#### STATED TASK:
Can you reproduce the records below with "innermost point" swapped for "central point" wherever it occurs, keeping everything else unchanged and leaving out the pictures?

#### ENTRIES:
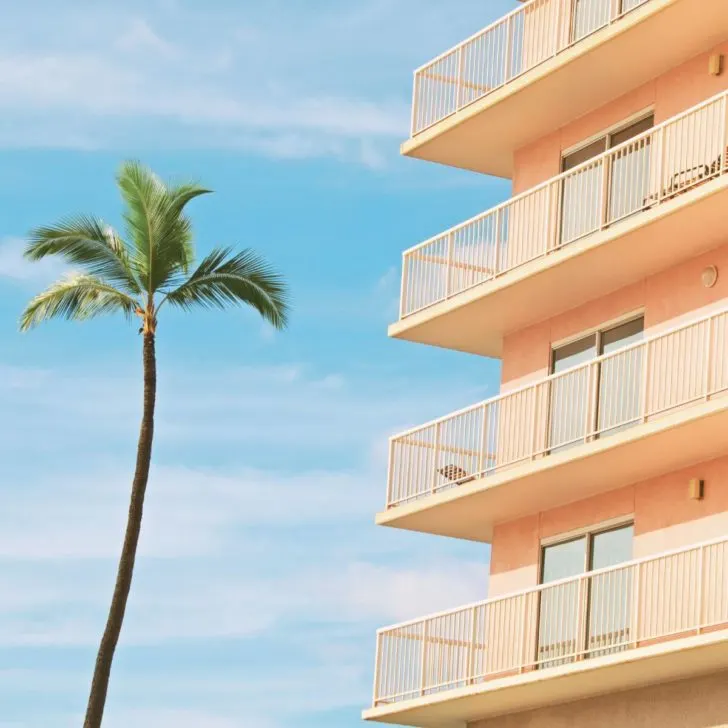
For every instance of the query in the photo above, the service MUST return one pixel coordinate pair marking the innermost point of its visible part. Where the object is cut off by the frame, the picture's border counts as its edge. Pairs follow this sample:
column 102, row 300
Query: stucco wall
column 696, row 703
column 667, row 299
column 664, row 516
column 667, row 95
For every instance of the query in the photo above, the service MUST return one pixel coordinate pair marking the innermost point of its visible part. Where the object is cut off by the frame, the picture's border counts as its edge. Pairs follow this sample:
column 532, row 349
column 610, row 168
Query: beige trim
column 609, row 324
column 613, row 129
column 608, row 525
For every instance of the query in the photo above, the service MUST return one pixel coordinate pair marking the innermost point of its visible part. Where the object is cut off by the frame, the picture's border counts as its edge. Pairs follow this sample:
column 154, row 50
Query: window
column 584, row 209
column 578, row 409
column 589, row 617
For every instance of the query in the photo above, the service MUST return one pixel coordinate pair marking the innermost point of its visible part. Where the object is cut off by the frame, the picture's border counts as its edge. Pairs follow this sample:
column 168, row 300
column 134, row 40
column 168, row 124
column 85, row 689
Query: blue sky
column 262, row 578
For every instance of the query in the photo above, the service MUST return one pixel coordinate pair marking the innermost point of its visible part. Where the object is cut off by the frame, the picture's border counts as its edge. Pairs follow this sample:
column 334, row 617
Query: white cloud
column 267, row 87
column 15, row 267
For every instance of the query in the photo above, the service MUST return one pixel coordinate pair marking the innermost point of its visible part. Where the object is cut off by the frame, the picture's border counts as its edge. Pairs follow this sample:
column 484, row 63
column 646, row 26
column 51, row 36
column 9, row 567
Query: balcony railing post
column 470, row 676
column 576, row 626
column 449, row 264
column 636, row 621
column 708, row 357
column 724, row 135
column 403, row 308
column 508, row 50
column 423, row 662
column 581, row 638
column 606, row 191
column 701, row 587
column 591, row 426
column 497, row 253
column 435, row 458
column 415, row 103
column 645, row 381
column 390, row 475
column 461, row 79
column 377, row 658
column 534, row 435
column 662, row 151
column 483, row 442
column 615, row 10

#### WORKED ANSWER:
For every instance of the query in the photo above, the service MUST return one pixel coordinate pair marking the central point of its visible part. Where the object is cut off by the frame, the picture's border counts as its edge. Pairs follow this sample:
column 102, row 300
Query: stucco wall
column 696, row 703
column 667, row 299
column 664, row 516
column 667, row 95
For every instance of the query in the photo above, the service MUST return one pixel coordinate pair marking the central point of its visible part. Where the object is cut off by the frame, the picture's border counts as its edge. Pairs follow this sample:
column 532, row 349
column 610, row 168
Query: beige trim
column 609, row 324
column 613, row 129
column 608, row 525
For every instance of the query in the photo above, the service MUST return one pixel coordinate pair marking the central point of its visible part. Where the object is cut off by the frame, the picture's border counts as its edge. Pairs follow this sample:
column 154, row 50
Query: window
column 584, row 209
column 578, row 409
column 589, row 617
For every instance of the query in the photo above, the service MUST return one pixel coordinate pair marking the central point of its visible part. Where the object is cut off by the frame, the picture's border counts as its edge. Pairs follow this sample:
column 168, row 300
column 134, row 40
column 168, row 124
column 85, row 689
Query: blue sky
column 262, row 578
For every instance of the query in the photo above, the service MUST return one pixel coordinate pair marking the central point of its visible part. Where the object is cut off by the frame, the picture's border counts as its edge. Pairs follow this sample:
column 334, row 617
Query: white cloud
column 267, row 87
column 15, row 267
For every instance of the query in the photo above, the service MUST return one pixel coordinate pair marking the central point of its visible part. Where the object is cut off by the frame, the picture's border counts as its edge. Pairs follow this sample:
column 484, row 63
column 646, row 26
column 51, row 36
column 9, row 567
Query: balcony railing post
column 470, row 676
column 576, row 626
column 449, row 264
column 636, row 621
column 708, row 357
column 724, row 135
column 403, row 308
column 508, row 50
column 423, row 662
column 581, row 638
column 606, row 191
column 701, row 587
column 591, row 426
column 497, row 253
column 435, row 458
column 415, row 103
column 645, row 381
column 390, row 475
column 461, row 79
column 377, row 658
column 534, row 435
column 662, row 151
column 483, row 442
column 615, row 10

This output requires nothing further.